### Текст:
----

Подход "ни шагу назад" создает ограничения, которые не помогают вести маневренную и мобильную оборону. Из-за этого армия должна вести позиционную оборону и пытаться зацепиться за каждый поселок и за каждую посадку.
Часто можно услышать, что Украина использует такую тактику для истощения российской армии, но те, кто в теме, понимают, что украинским военным на смену позиций и на отступление с любой посадки надо иметь одобрение на очень высоком уровне. И система, которая так работает, конечно, ограничена этими подходами.
– Микроменеджмент, ложь, которую докладывают наверх, "бумажные генералы", о которых недавно писал командир Третьего армейского корпуса Андрей Билецкий. Вы видите в этом системную проблему украинской армии или стиль управления высшего командования?
– Очевидно, что в украинской армии есть напряжение между двумя культурами. С одной стороны, культурой новой армии, инноваций, самостоятельности на уровне младшего офицера при принятии решений на поле боя. С другой – культурой централизованного командования, которую часто определяют, как советскую. Кстати, это неточно и не очень правильно.
Советская система была способна и на массовую мобилизацию, и на крупномасштабное применение войск в конвенциональной войне: с эшелонами командования – на уровне полка, дивизии, общевойсковой армии и так далее. Была культура централизации, но при этом каждый эшелон имел свою задачу и свою зону ответственности.
Украинская армия в некоторых аспектах унаследовала негативные элементы советской военной культуры, но при этом забыла о других. Думаю, самое точное описание – это армия, которая находится в процессе трансформации, одной ногой в прошлом, но многие люди пытаются вывести ее в будущее.
Элементы советского менталитета все еще существуют, но без той системы управления, подготовки, организации и понимания распределения обязанностей.
Украина начала эту войну без органической системы управления войск выше бригады. Армией руководили временные, я бы сказал, феерические органы типа ОТГ (Оперативная группировка войск), ОСУВ (Оперативно-стратегическая группировка войск), ТГ (Тактическая группа) с постоянной ротацией кадров, которые там оказались после отставки или без военного опыта. К счастью, их наконец-то убрали в этом году, но это уже четвертый год полномасштабной войны.
Переход на систему корпусов (хотя на практике это дивизии) я считаю положительной тенденцией, но с одним уточнением. Корпус должен быть уполномочен вести боевые действия в своей зоне ответственности. Вся идея корпусной системы именно в этом и заключается, а если такого не будет, то система центрального командования и микроменеджмента просто нивелирует преимущества корпусной системы. Некоторые подразделения уже проявили себя в бою, другим понадобится время, чтобы превратиться в сплоченные боевые формирования.

----

### Задание A:
Перепишите записи от самого начала до строки с «[103,93,118,126]» включительно, заменив «Goal» на «Objective» и ничего больше не меняя. Изображения в ответ не включайте.
### Задание B:
Напишите продолжение текста о системе командования в украинской армии.

### Исходные данные:
----

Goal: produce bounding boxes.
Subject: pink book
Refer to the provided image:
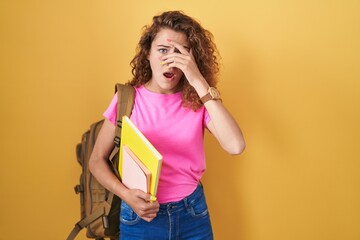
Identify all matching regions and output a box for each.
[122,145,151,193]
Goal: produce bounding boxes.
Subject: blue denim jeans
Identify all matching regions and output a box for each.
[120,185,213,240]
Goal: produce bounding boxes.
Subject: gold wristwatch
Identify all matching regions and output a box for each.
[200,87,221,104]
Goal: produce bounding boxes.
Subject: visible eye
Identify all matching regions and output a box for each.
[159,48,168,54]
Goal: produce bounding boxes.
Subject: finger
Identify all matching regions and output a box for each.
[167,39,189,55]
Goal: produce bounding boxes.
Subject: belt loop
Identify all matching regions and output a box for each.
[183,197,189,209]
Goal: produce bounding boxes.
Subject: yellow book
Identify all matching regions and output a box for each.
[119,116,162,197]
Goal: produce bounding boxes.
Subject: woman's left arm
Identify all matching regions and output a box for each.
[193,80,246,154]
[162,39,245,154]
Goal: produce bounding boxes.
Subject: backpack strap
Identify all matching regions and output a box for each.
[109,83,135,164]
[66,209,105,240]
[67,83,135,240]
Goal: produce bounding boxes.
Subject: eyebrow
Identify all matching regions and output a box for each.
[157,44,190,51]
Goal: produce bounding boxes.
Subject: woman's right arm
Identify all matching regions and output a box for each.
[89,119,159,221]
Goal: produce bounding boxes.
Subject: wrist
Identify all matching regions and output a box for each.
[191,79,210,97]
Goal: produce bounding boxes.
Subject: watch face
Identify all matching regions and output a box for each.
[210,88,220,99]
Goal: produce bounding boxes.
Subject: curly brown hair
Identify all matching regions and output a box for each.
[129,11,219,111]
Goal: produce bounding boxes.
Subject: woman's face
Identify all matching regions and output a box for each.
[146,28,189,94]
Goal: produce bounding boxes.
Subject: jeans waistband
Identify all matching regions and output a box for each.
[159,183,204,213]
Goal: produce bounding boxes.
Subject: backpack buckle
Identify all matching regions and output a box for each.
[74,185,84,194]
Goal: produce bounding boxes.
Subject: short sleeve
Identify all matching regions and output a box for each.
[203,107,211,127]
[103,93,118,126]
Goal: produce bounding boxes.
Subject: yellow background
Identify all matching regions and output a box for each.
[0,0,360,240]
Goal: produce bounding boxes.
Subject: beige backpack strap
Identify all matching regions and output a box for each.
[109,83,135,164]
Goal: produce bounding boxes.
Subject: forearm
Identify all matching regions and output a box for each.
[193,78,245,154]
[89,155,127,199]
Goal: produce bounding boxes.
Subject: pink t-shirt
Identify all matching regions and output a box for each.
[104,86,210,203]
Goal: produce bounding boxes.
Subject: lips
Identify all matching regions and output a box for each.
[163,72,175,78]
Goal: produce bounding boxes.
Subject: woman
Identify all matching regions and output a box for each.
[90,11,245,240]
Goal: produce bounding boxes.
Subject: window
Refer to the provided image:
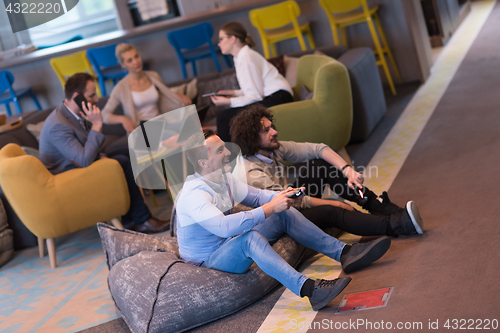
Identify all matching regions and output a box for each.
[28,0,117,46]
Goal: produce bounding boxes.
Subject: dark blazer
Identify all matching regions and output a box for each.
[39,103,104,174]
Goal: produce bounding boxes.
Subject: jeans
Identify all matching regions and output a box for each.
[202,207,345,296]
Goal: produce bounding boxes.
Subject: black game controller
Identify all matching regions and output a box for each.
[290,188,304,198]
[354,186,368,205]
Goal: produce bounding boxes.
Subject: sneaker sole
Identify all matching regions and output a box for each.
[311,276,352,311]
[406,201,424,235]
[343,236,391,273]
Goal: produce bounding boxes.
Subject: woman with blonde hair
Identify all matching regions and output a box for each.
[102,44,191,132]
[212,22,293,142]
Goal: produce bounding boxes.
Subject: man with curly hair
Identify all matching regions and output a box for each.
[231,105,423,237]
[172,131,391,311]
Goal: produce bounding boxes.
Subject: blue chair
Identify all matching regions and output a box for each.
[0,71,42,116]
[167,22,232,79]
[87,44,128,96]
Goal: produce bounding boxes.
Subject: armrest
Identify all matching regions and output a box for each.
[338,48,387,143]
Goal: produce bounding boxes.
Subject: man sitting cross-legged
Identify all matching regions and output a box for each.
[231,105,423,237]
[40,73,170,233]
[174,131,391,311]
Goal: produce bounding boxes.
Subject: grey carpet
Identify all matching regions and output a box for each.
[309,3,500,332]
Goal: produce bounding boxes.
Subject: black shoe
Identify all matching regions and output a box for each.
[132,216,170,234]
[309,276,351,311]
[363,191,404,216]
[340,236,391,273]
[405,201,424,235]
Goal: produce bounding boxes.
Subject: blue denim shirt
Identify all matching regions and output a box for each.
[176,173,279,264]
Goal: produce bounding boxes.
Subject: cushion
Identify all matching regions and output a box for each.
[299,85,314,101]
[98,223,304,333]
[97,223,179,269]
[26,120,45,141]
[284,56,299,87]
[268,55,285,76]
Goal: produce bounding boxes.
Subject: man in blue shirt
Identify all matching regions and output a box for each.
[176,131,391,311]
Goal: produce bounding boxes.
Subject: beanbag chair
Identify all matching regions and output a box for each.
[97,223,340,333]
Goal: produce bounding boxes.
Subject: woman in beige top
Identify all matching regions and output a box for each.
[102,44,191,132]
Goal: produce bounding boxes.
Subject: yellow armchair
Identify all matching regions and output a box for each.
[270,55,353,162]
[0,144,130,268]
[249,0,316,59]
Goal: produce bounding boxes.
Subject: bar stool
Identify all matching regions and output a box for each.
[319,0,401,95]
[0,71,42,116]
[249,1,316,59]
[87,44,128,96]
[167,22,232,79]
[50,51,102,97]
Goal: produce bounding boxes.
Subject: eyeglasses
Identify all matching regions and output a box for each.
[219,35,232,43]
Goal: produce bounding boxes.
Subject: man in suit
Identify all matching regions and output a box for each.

----

### Ответ A:
Objective: produce bounding boxes.
Subject: pink book
Refer to the provided image:
Identify all matching regions and output a box for each.
[122,145,151,193]
Objective: produce bounding boxes.
Subject: blue denim jeans
Identify all matching regions and output a box for each.
[120,185,213,240]
Objective: produce bounding boxes.
Subject: gold wristwatch
Identify all matching regions and output a box for each.
[200,87,221,104]
Objective: produce bounding boxes.
Subject: visible eye
Identify all matching regions and output a box for each.
[159,48,168,54]
Objective: produce bounding boxes.
Subject: finger
Identify all matching regions and output a box for each.
[167,39,189,55]
Objective: produce bounding boxes.
Subject: belt loop
Identify all matching regions and output a box for each.
[183,197,189,209]
Objective: produce bounding boxes.
Subject: yellow book
Identify all matching regions and output a box for each.
[119,116,162,197]
Objective: produce bounding boxes.
Subject: woman's left arm
Identify all matching regions and output a box for each.
[193,80,246,154]
[162,39,245,154]
Objective: produce bounding boxes.
Subject: backpack strap
Identify all matching regions and output a box for each.
[109,83,135,164]
[66,209,105,240]
[67,83,135,240]
Objective: produce bounding boxes.
Subject: eyebrow
Identify all matching regions and output a box for each.
[157,44,190,51]
Objective: produce bounding boxes.
Subject: woman's right arm
Identify all matching regions and output a box for each.
[89,119,159,221]
Objective: produce bounding boxes.
Subject: wrist
Identify all matching regions and output a box for each.
[191,79,210,97]
Objective: produce bounding boxes.
Subject: watch face
Identify all matching regions and output a box for each.
[210,88,220,99]
Objective: produce bounding boxes.
Subject: curly brown hair
Identify all matching regions and output a box for each.
[129,11,219,111]
Objective: produce bounding boxes.
Subject: woman's face
Identify all matching regions and output a box for each.
[146,28,189,94]
Objective: produce bounding boxes.
Subject: jeans waistband
Identify all matching regions and output a box for each.
[159,183,204,213]
Objective: produce bounding boxes.
Subject: backpack buckle
Identify all matching regions and output a box for each.
[74,185,84,194]
Objective: produce bounding boxes.
Subject: short sleeve
Identify all matching regions and output a box for each.
[203,107,211,127]
[103,93,118,126]

### Ответ B:
Поэтому то, о чем вы говорите, – это, с одной стороны, системная проблема культуры управления армией в целом, иногда – проблема межличностных отношений. В условиях войны вносить коррективы непросто, поэтому, я думаю, любая критика должна быть взвешенной.

– У Гарри Гаррисона есть рассказ "Абсолютное оружие" – об изобретении лука, благодаря которому удалось победить людей с палками и каменными копьями. Сегодня любимое слово многих – "геймчейнджеры". Действительно ли существует "серебряный шар", способный изменить ход войны?
– Я считаю, что это неправильный подход к длительной конвенциональной войне. Геймчейнджеры могут быть, если война краткосрочная. Например, в последней войне между Арменией и Азербайджаном, которая длилась менее 90 дней, дроны стали для азербайджанцев геймчейнджерами. У Армении на адаптацию не было достаточно времени, сил и средств.
Часто возникает тенденция зацикливаться на новых технологиях, но это очень поверхностный взгляд на войну. Существует также множество неудачных исторических аналогий. Все эти истории о том, что танки изменили ход Первой мировой войны, не имеют отношения к реальности. И танки, и авиация в Первой мировой мало что изменили на поле боя.
Что делает техническое или тактическое нововведение настолько значимым, что оно меняет динамику на поле боя или способы ведения боевых действий? Есть технологии, которые сначала используют, а затем масштабируют, и они могут создать временное преимущество одной из сторон во время проведения наступательной или оборонительной операции. Но это на оперативном, а не на стратегическом уровне. Особенно если война идет с противником, способным находить способы противодействия или копировать ваши подходы и применять подобные типы систем.
Второй момент: геймчейнджеры – это не супероружие, как многие думают, не "серебряный шар", а изменения в оперативной концепции, структурная адаптация к новым условиям, изменения в структуре вооруженных сил, в системах командования войсками. Вот это меняет способность армии воевать.
Мы часто не замечаем, сколько вспомогательных технологий нужно для того, чтобы система вооружения заработала и стала эффективной. Украина сделала это в конце 2023-го и в 2024-ом. Украине надо было найти способ, как воевать, несмотря на то, что Россия имела преимущество в живой силе и материальных ресурсах. И в основном из-за этого пошла "линия дронов" и все инвестиции в беспилотные силы.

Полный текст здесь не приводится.